§ **Aim**
List every line in the material below that contains the string "Query".

§ **Available data**
----
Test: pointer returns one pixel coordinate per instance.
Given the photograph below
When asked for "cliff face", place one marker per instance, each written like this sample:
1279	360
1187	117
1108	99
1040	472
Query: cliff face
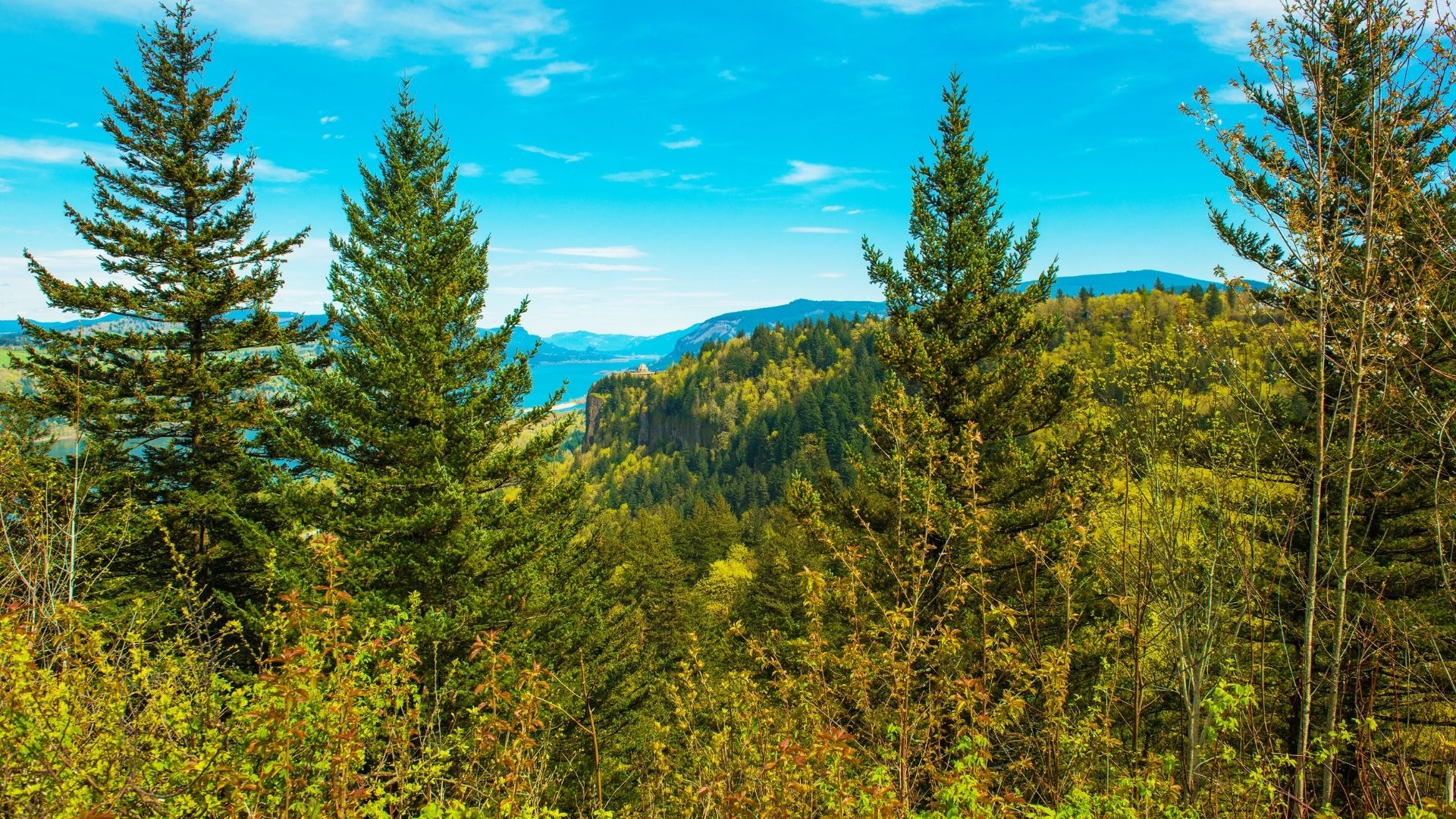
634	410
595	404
----
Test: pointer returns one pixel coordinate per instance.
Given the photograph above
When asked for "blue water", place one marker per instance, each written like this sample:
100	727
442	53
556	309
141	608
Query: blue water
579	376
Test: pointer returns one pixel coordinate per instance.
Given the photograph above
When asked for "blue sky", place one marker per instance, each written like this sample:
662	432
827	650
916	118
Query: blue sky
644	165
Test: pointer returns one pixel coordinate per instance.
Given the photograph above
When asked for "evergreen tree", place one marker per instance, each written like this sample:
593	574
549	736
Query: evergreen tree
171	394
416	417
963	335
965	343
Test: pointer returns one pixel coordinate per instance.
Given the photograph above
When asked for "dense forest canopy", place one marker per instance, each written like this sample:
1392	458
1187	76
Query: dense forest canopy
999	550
----
§ **Exercise response**
Query: cliff face
Query: blue water
Query: blue sky
Query: evergreen tree
Query: dense forest canopy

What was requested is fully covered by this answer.